PROBLEM SET →
1) According to the article on the domestic violence bill, when and where was the bill published?
2) Please quote the article on the domestic violence bill word for word, starting at "However, the new" and ending at "diminishing its gravity.".
3) Check each statement against the article on the domestic violence bill. Answer yes or no for each, and quote the words from the article that settle it.
(a) The bill was first presented in 1998, while Alfred Sant was Prime Minister.
(b) The new bill recognizes stalking as a form of domestic violence.
(c) Micallef Stafrace objects to the word "only" being used in the context of verbal violence.

TEXT SEGMENT →
Weak domestic violence bill emerges after seven-year limbo

James Debono

The Domestic Violence Act has finally emerged from seven years in purgatorial suspension after having been first presented for the first time back in 1998 when Labour leader Alfred Sant was still Prime Minister.
The bill was finally published Friday, 13 May, on the government gazette.
However, the new bill has not attracted the support of everyone, with leading family lawyer Yana Micallef Stafrace expressing concern about the new law being a “watered-down version of the original.”
In comments to MaltaToday, Micallef Stafrace said that “the new law is not as far reaching as what was proposed in the White Paper presented in 1998.” Micallef Stafrace, is also objecting to the fact that the word “only” is being used in the context of verbal violence, as if diminishing its gravity.
The bill defines domestic violence as “any act of violence, even if only verbal, perpetrated by a household member upon another household member.”
Whilst the concept of stalking has now been excluded from the law, harassment has been recognised as a form of domestic violence.
Micallef Stafrace also expressed her concern that in the proposed bill the aggressor can still try to justify this kind of behaviour as reasonable. “How can harassment be regarded as reasonable?” she asked about the amendments to the Criminal Code allowing persons charged with an offence to show if “in the particular circumstances the pursuit of the course of conduct was reasonable.”

DATA LISTING →
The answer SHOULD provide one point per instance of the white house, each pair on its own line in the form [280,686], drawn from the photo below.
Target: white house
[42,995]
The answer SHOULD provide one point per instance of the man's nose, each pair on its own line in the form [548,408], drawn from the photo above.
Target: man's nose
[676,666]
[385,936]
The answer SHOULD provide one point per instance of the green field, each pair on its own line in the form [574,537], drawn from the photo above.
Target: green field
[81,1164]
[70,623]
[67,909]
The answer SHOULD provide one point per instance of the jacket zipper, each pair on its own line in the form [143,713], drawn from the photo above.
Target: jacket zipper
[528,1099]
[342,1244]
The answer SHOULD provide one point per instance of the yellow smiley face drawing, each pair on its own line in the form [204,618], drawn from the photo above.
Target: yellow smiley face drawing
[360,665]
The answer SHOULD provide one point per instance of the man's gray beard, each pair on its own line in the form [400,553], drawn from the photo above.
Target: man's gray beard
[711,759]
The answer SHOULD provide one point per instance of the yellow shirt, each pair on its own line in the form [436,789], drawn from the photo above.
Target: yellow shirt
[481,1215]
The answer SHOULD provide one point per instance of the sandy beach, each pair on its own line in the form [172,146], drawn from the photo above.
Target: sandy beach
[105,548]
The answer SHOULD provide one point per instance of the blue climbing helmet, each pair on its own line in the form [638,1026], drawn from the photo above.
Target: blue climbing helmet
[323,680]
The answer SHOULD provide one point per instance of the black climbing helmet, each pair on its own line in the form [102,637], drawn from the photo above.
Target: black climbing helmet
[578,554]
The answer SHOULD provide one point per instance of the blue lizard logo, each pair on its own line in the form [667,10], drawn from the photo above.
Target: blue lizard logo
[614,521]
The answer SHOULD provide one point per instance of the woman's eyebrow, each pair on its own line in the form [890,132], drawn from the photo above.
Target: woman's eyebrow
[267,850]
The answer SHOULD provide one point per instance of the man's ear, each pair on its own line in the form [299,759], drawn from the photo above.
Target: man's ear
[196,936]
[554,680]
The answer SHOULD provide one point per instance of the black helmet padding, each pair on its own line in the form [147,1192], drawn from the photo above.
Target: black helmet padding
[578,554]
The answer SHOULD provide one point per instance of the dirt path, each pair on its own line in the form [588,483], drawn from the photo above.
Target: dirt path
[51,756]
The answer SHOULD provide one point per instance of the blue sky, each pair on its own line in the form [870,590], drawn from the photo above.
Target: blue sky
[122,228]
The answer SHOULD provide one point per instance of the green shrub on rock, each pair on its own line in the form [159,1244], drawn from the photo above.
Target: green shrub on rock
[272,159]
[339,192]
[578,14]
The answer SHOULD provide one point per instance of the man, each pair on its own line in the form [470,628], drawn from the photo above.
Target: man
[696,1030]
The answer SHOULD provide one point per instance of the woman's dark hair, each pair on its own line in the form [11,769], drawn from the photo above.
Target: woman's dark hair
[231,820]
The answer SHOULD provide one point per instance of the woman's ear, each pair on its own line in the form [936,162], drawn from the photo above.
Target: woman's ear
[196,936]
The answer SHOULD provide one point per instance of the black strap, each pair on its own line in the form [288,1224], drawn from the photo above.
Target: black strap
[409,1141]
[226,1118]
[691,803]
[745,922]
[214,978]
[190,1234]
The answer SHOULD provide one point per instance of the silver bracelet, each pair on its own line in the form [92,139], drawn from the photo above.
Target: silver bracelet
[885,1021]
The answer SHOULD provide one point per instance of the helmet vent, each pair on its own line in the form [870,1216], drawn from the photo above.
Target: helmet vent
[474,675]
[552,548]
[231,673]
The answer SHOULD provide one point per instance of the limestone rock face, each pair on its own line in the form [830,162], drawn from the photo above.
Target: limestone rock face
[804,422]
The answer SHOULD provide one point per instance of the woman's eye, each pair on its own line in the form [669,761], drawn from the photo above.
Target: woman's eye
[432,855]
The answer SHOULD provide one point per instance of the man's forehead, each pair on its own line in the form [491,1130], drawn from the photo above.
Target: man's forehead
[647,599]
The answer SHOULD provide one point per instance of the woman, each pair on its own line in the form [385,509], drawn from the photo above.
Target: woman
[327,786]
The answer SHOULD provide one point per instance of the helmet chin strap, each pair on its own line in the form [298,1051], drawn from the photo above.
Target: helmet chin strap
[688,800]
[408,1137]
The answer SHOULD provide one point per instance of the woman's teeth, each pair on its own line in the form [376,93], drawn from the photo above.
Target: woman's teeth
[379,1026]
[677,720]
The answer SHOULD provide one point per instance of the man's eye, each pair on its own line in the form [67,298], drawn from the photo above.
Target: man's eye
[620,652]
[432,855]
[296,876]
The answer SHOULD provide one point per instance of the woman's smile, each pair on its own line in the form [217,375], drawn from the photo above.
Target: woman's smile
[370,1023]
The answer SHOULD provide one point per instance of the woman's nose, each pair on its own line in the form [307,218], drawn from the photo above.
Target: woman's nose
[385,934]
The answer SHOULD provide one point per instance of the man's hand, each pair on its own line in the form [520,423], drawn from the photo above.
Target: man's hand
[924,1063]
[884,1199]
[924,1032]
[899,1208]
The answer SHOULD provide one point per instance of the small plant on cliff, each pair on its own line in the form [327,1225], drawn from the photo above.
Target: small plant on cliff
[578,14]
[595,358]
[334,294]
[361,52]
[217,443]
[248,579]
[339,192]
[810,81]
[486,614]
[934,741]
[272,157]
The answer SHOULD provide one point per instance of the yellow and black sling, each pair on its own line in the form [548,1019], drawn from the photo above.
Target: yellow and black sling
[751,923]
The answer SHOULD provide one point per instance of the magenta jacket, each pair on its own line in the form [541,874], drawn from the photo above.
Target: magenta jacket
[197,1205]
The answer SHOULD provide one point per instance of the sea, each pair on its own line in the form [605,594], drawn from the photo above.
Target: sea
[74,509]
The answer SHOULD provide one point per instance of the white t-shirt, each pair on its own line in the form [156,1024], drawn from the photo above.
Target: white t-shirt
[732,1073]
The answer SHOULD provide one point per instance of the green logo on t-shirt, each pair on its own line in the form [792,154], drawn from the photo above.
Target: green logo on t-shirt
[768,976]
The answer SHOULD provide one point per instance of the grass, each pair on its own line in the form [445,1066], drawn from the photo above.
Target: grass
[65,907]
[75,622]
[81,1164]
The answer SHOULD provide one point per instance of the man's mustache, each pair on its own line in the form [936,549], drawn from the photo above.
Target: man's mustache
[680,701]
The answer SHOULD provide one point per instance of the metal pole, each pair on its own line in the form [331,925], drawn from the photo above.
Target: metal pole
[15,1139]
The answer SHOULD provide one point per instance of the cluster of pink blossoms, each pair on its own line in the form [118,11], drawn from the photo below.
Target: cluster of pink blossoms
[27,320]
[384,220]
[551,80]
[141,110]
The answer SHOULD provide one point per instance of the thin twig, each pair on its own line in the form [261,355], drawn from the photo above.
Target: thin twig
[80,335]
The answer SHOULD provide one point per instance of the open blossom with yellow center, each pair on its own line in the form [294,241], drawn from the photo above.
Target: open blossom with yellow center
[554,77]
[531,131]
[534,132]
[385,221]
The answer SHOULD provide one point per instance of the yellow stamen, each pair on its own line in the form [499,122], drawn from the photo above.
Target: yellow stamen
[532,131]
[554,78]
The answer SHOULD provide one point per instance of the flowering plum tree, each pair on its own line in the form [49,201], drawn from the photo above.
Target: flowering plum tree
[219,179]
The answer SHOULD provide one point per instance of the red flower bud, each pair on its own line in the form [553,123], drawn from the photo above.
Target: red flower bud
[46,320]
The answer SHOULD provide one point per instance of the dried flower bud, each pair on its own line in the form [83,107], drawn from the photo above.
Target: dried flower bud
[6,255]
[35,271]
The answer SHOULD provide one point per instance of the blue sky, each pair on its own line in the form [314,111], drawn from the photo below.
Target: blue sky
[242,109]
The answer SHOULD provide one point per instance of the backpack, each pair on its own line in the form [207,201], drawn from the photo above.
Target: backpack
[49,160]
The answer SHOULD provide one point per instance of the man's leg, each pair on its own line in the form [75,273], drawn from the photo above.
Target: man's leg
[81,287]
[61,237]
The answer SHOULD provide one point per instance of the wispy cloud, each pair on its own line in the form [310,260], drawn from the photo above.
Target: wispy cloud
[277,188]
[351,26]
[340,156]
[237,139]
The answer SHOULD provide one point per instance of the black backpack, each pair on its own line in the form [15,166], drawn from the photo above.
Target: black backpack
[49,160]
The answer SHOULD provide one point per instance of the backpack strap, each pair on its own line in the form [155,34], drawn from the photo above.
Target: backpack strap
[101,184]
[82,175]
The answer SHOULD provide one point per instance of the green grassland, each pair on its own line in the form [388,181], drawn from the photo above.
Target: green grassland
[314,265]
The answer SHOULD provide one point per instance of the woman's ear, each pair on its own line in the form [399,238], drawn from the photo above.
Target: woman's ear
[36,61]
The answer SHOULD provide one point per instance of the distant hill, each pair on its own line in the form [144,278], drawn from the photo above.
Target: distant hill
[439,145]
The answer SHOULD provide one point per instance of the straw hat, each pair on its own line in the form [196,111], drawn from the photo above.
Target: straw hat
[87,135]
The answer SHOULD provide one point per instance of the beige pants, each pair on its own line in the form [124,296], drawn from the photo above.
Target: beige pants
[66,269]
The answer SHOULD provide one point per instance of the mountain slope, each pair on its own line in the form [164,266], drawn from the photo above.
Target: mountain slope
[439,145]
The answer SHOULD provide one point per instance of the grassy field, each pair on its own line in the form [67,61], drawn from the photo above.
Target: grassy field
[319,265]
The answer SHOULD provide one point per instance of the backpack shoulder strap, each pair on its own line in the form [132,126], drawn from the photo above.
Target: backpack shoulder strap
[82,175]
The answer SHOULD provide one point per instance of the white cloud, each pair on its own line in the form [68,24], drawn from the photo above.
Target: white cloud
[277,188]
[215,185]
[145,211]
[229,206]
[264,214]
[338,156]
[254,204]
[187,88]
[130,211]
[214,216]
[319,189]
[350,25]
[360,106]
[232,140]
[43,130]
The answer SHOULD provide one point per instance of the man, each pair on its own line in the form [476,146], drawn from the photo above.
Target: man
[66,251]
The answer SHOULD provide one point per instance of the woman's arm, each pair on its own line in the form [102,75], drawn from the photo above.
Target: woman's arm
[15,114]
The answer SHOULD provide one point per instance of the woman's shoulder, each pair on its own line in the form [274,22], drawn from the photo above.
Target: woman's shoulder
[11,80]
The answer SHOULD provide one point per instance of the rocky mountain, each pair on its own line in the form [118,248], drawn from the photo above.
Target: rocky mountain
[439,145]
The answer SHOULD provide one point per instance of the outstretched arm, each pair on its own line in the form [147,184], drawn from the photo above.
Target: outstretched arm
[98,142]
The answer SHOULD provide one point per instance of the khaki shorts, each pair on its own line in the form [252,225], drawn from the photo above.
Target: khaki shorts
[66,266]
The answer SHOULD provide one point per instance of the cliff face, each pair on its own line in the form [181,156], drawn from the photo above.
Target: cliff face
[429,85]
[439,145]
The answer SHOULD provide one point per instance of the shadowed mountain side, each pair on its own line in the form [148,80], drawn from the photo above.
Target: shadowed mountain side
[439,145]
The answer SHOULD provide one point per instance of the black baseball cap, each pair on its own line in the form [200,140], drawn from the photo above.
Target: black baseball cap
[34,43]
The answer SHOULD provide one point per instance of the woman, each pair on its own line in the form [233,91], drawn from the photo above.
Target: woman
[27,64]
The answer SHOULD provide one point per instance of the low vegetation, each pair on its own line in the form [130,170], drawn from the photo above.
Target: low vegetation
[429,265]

RESULTS OF THE EXERCISE →
1) It was published on Friday, 13 May, in the government gazette.

2)
However, the new bill has not attracted the support of everyone, with leading family lawyer Yana Micallef Stafrace expressing concern about the new law being a “watered-down version of the original.”
In comments to MaltaToday, Micallef Stafrace said that “the new law is not as far reaching as what was proposed in the White Paper presented in 1998.” Micallef Stafrace, is also objecting to the fact that the word “only” is being used in the context of verbal violence, as if diminishing its gravity.

3)
(a) Yes: "first presented for the first time back in 1998 when Labour leader Alfred Sant was still Prime Minister"
(b) No: "the concept of stalking has now been excluded from the law"
(c) Yes: "Micallef Stafrace, is also objecting to the fact that the word “only” is being used in the context of verbal violence"